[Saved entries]
######
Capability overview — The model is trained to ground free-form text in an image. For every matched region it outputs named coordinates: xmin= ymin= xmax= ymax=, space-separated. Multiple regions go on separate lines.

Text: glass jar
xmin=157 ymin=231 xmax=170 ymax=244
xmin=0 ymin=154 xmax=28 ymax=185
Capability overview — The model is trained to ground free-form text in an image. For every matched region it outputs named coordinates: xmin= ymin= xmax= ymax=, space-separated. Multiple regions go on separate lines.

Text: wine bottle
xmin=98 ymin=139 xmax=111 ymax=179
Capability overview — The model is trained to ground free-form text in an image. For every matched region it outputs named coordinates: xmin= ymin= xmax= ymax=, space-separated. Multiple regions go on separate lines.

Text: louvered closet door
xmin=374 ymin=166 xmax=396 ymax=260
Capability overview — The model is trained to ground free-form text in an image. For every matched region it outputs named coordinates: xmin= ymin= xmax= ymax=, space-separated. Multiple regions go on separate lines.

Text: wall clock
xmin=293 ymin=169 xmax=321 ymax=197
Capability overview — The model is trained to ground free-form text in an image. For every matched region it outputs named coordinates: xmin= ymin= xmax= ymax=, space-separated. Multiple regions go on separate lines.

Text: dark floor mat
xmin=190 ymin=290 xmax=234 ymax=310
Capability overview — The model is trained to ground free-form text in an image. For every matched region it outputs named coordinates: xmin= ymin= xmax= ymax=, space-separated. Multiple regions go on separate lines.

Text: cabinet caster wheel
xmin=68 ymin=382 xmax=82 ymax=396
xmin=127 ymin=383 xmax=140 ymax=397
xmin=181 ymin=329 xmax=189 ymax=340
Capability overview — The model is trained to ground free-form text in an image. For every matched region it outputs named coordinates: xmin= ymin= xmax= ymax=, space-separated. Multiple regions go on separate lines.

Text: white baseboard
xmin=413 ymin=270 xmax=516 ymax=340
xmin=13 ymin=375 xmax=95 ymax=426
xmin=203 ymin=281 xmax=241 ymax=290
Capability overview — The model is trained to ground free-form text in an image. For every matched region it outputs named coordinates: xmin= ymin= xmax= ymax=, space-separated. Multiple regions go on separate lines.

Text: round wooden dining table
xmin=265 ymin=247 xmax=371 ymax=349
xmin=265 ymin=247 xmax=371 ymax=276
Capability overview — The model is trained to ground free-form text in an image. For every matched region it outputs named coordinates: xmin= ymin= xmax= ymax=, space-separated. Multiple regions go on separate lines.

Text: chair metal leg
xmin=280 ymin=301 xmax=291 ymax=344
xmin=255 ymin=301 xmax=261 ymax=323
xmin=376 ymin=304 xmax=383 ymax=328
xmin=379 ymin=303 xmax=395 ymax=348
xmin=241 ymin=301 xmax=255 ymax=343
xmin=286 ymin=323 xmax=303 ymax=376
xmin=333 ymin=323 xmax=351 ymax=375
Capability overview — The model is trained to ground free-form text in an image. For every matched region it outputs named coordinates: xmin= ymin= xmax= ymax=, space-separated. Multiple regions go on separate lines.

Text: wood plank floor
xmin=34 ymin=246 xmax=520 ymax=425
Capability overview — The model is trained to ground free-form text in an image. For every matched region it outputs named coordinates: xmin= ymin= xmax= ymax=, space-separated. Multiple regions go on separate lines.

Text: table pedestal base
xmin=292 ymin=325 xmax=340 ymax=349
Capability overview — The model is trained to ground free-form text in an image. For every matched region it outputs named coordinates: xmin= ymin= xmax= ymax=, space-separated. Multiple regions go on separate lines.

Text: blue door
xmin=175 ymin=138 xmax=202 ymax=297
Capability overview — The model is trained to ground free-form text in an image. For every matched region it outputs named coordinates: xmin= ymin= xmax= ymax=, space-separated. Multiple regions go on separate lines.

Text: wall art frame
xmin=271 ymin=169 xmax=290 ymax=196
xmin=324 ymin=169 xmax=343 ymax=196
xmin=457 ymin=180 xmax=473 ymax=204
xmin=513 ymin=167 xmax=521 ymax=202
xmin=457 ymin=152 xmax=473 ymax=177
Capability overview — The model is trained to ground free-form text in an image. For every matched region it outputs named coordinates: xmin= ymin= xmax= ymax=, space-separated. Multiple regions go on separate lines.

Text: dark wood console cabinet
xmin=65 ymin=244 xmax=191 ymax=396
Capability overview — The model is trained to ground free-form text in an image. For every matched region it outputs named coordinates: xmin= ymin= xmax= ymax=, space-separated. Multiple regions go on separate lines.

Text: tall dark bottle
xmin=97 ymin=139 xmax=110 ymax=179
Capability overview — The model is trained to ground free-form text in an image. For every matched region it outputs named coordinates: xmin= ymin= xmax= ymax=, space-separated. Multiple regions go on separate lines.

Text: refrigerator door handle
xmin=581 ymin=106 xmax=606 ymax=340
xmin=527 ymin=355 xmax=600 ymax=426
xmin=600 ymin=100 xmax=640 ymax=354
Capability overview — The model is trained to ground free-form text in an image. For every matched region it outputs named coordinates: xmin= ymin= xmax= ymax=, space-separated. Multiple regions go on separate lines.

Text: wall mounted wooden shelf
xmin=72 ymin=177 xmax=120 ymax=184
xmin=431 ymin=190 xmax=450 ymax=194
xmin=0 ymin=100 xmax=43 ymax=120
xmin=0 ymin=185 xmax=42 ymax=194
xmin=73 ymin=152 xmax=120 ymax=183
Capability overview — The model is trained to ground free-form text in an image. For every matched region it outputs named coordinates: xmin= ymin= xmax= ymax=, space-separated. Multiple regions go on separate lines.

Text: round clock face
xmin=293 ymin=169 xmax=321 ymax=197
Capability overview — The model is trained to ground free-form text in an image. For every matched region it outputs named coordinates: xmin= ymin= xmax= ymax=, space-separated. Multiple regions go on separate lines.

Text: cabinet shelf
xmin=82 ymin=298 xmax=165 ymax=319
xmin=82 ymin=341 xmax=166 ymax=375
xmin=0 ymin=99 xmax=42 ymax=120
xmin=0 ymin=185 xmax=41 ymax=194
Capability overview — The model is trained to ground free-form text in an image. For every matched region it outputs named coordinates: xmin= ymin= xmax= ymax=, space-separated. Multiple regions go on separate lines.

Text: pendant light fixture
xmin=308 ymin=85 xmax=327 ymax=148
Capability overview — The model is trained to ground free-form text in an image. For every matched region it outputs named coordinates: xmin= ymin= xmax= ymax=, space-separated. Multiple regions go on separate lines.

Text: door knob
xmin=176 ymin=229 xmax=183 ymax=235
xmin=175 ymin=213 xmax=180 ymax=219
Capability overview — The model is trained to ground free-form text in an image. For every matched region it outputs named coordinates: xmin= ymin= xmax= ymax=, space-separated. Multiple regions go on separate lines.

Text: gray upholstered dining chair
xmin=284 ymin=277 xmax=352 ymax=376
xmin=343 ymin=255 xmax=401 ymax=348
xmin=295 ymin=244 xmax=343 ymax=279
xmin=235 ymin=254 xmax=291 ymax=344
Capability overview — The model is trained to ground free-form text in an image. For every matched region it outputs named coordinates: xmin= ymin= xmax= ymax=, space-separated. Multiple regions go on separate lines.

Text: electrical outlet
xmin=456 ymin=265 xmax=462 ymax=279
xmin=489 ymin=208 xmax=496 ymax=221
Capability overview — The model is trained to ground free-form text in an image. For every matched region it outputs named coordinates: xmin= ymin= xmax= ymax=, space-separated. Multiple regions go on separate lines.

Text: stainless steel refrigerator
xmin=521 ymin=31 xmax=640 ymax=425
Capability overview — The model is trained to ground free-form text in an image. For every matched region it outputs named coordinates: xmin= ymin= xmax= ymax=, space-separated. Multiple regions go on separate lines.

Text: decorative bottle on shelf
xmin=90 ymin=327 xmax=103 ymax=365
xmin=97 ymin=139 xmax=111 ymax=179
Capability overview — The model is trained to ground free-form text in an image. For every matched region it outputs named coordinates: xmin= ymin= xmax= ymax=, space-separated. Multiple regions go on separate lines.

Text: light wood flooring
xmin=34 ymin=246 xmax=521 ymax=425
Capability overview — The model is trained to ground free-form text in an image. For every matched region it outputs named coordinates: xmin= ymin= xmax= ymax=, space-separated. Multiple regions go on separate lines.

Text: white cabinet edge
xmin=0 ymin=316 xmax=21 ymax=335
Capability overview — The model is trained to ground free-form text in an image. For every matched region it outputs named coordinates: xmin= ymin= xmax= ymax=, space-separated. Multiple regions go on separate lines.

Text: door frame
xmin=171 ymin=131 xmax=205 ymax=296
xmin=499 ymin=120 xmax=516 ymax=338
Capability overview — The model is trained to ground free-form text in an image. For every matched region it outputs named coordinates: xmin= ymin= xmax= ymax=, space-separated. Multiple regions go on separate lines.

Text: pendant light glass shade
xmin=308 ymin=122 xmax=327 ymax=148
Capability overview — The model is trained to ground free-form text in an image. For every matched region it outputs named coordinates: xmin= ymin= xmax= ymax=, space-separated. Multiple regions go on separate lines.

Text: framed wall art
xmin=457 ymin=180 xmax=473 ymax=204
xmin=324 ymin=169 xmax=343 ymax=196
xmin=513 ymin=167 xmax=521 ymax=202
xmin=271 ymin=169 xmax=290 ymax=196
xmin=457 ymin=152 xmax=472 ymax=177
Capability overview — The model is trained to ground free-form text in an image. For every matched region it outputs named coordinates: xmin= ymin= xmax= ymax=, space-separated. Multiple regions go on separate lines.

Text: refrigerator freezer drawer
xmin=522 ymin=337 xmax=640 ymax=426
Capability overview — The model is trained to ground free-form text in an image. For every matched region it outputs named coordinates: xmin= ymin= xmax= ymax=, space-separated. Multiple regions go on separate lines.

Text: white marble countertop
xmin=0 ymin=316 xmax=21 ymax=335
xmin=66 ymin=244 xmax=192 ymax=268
######
[YOUR TASK]
Exact retyping is required: the line with "Text: door frame" through the end of the data, both ends included, and no other line.

[RESULT FOR THIS TASK]
Text: door frame
xmin=171 ymin=131 xmax=205 ymax=296
xmin=499 ymin=120 xmax=516 ymax=338
Capability overview — The model is trained to ground free-form text in an image. For every matched region it outputs named coordinates: xmin= ymin= xmax= ymax=, space-separated. Multiple regions go on separate lines.

Text: pendant light glass shade
xmin=308 ymin=122 xmax=327 ymax=148
Capability overview — The model is trained to ground free-form text in an image. For every matched region it outputs named coordinates: xmin= ymin= xmax= ymax=, space-separated. Multiple regions go on separate lines.

Text: framed wall art
xmin=457 ymin=180 xmax=473 ymax=204
xmin=324 ymin=169 xmax=343 ymax=196
xmin=513 ymin=167 xmax=521 ymax=202
xmin=271 ymin=169 xmax=290 ymax=196
xmin=457 ymin=152 xmax=472 ymax=177
Capability overview — The model is trained to ground free-form text in an image. For every matched region it outputs named coordinates: xmin= ymin= xmax= ymax=, space-separated. Multiple regions go on separate lines.

Text: refrigerator freezer drawer
xmin=522 ymin=337 xmax=640 ymax=426
Capability overview — The model is trained to ground free-form text in an image. For every matched region it outputs named coordinates: xmin= ymin= xmax= ymax=, space-separated. Multiple regions go on separate lines.

Text: white marble countertop
xmin=0 ymin=316 xmax=21 ymax=335
xmin=66 ymin=244 xmax=192 ymax=268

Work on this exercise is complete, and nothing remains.